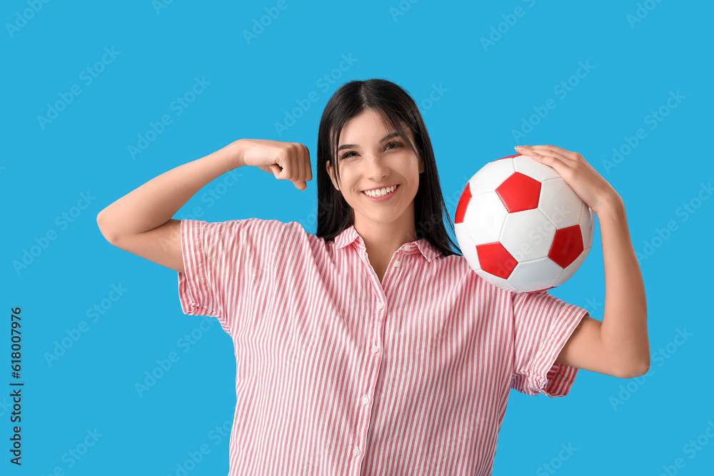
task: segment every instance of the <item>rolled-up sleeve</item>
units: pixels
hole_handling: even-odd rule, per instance
[[[578,369],[555,363],[588,311],[547,291],[513,295],[515,361],[511,388],[528,395],[563,397]]]

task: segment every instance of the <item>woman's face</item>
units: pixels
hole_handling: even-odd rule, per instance
[[[373,110],[366,109],[348,121],[340,134],[336,157],[339,184],[327,162],[333,184],[354,210],[358,230],[361,226],[388,223],[408,230],[414,226],[414,197],[419,174],[424,171],[423,161],[412,152],[406,138],[391,136],[393,133],[398,132],[388,128]],[[395,185],[396,189],[386,199],[373,200],[364,193]]]

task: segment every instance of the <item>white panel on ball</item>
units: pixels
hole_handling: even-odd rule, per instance
[[[580,213],[580,233],[583,233],[583,246],[585,250],[593,247],[593,233],[595,230],[595,213],[590,207],[583,202],[583,211]]]
[[[538,208],[508,213],[498,240],[519,263],[548,256],[555,228]]]
[[[463,223],[456,223],[454,225],[454,232],[456,235],[456,240],[459,243],[461,254],[471,266],[474,271],[481,269],[481,263],[478,261],[478,253],[476,253],[476,246],[473,244],[473,240],[468,234],[468,230]]]
[[[562,178],[546,181],[540,185],[538,208],[558,230],[580,223],[582,203]]]
[[[550,258],[519,263],[508,276],[508,281],[521,293],[548,289],[555,285],[563,268]]]
[[[495,191],[498,186],[513,174],[513,163],[510,158],[489,162],[469,181],[471,196]]]
[[[555,281],[555,284],[553,285],[559,286],[570,279],[573,275],[575,274],[575,271],[578,270],[578,268],[580,268],[580,265],[583,264],[583,262],[585,261],[585,258],[588,257],[588,251],[589,249],[584,250],[583,253],[581,253],[580,255],[575,258],[575,261],[568,265],[565,269],[563,270],[563,274],[560,275],[560,277],[558,278],[558,280]]]
[[[487,192],[471,197],[463,216],[468,223],[471,239],[476,245],[498,240],[508,211],[496,192]]]
[[[513,168],[516,172],[521,172],[539,182],[550,178],[560,178],[555,169],[543,163],[536,162],[528,156],[513,157]]]

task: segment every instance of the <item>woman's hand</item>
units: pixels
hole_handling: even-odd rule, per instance
[[[622,198],[612,186],[577,152],[555,146],[517,146],[516,150],[555,169],[593,213],[622,203]]]
[[[253,166],[272,173],[278,180],[289,180],[298,190],[307,188],[312,180],[310,151],[297,142],[264,139],[239,139],[240,165]]]

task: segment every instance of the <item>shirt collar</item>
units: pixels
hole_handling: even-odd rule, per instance
[[[345,228],[335,237],[335,245],[338,250],[341,250],[353,243],[356,243],[359,248],[366,249],[364,240],[360,236],[360,234],[357,233],[354,225],[351,225],[348,228]],[[416,241],[406,243],[399,247],[399,249],[408,255],[421,252],[424,258],[426,258],[426,260],[430,263],[441,255],[441,252],[426,238],[417,240]]]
◇ ◇ ◇ ◇ ◇ ◇ ◇
= Problema da risolvere =
Raccogli tutte le righe qui sopra in cui compare la parola "woman".

= Risposta =
task: segment every instance of the <item>woman's face</item>
task: segment every instance of the <item>woman's hand</item>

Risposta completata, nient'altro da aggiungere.